*** Selected passage Section Begins ***

Truth be told, the fish are metal, the sand is wooden, but the Bluetooth click inside is real. Built by students for the annual Eurobot competition.

When participating at Eurobot, the student robot design competition, you have to adhere to certain constraints.
Most obvious, the budget is limited. Also, the competition regulations impose a specified floor footprint that your two robots must not exceed.
But perhaps the biggest constraint is another footprint - the one that has to be carved in a calendar out of a busy schedule.

Nemanja, Stevan and Slobodan from The Belgrade School of Electrical Engineering (ETF, for its acronym in Serbian) visited us the other day to show their robot and the robot sidekick (always two there are at Eurobot).
The robots are designed to catch metal fish, to move around wooden blocks that represent sand, and to pop open an umbrella (unfortunately this was before Text To Speech click was released otherwise the robot could have been able to sing in the rain like Gene Kelly).

The two robots have been designed and built in four months. It's not possible to start earlier because the competitors have to wait for the organizers to announce propositions (the layout of the obstacle course and the specified tasks each robot has to perform).

All the while, Nemanja, Stevan and Slobodan were studying for their Master's degrees and holding steady jobs. They also had to sleep. So the question that has to be asked here is, was it worth it?
Absolutely, the team tells us. The opportunity to hang out with likeminded robot-builders alone was worth the ordeal. Also, they tell us, building a complex cooperative project from start to finish is not necessarily something you do during your studies. It's a nice way to wrap up years of formal education.
For 2017, the next generation of students will represent the colors of ETF while Nemanja, Stevan and Slobodan are already set to take jobs abroad.

*** Selected passage Section Ends ***
*** Information Section Begins ***

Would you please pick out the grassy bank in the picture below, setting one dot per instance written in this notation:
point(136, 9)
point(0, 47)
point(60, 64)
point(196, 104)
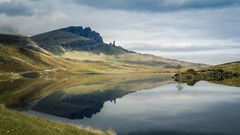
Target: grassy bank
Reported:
point(16, 123)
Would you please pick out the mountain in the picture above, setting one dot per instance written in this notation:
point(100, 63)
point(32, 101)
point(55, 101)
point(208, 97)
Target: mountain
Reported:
point(86, 45)
point(233, 67)
point(75, 38)
point(77, 50)
point(20, 54)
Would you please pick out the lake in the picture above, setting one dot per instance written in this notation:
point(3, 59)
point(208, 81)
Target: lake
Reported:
point(130, 104)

*** Information Section Ends ***

• [Exercise details]
Retype the stretch of the Eurobot piece from "But perhaps the" through "are at Eurobot).", keeping every word and mark unchanged. The entries have no role in any of this.

• [Response]
But perhaps the biggest constraint is another footprint - the one that has to be carved in a calendar out of a busy schedule.

Nemanja, Stevan and Slobodan from The Belgrade School of Electrical Engineering (ETF, for its acronym in Serbian) visited us the other day to show their robot and the robot sidekick (always two there are at Eurobot).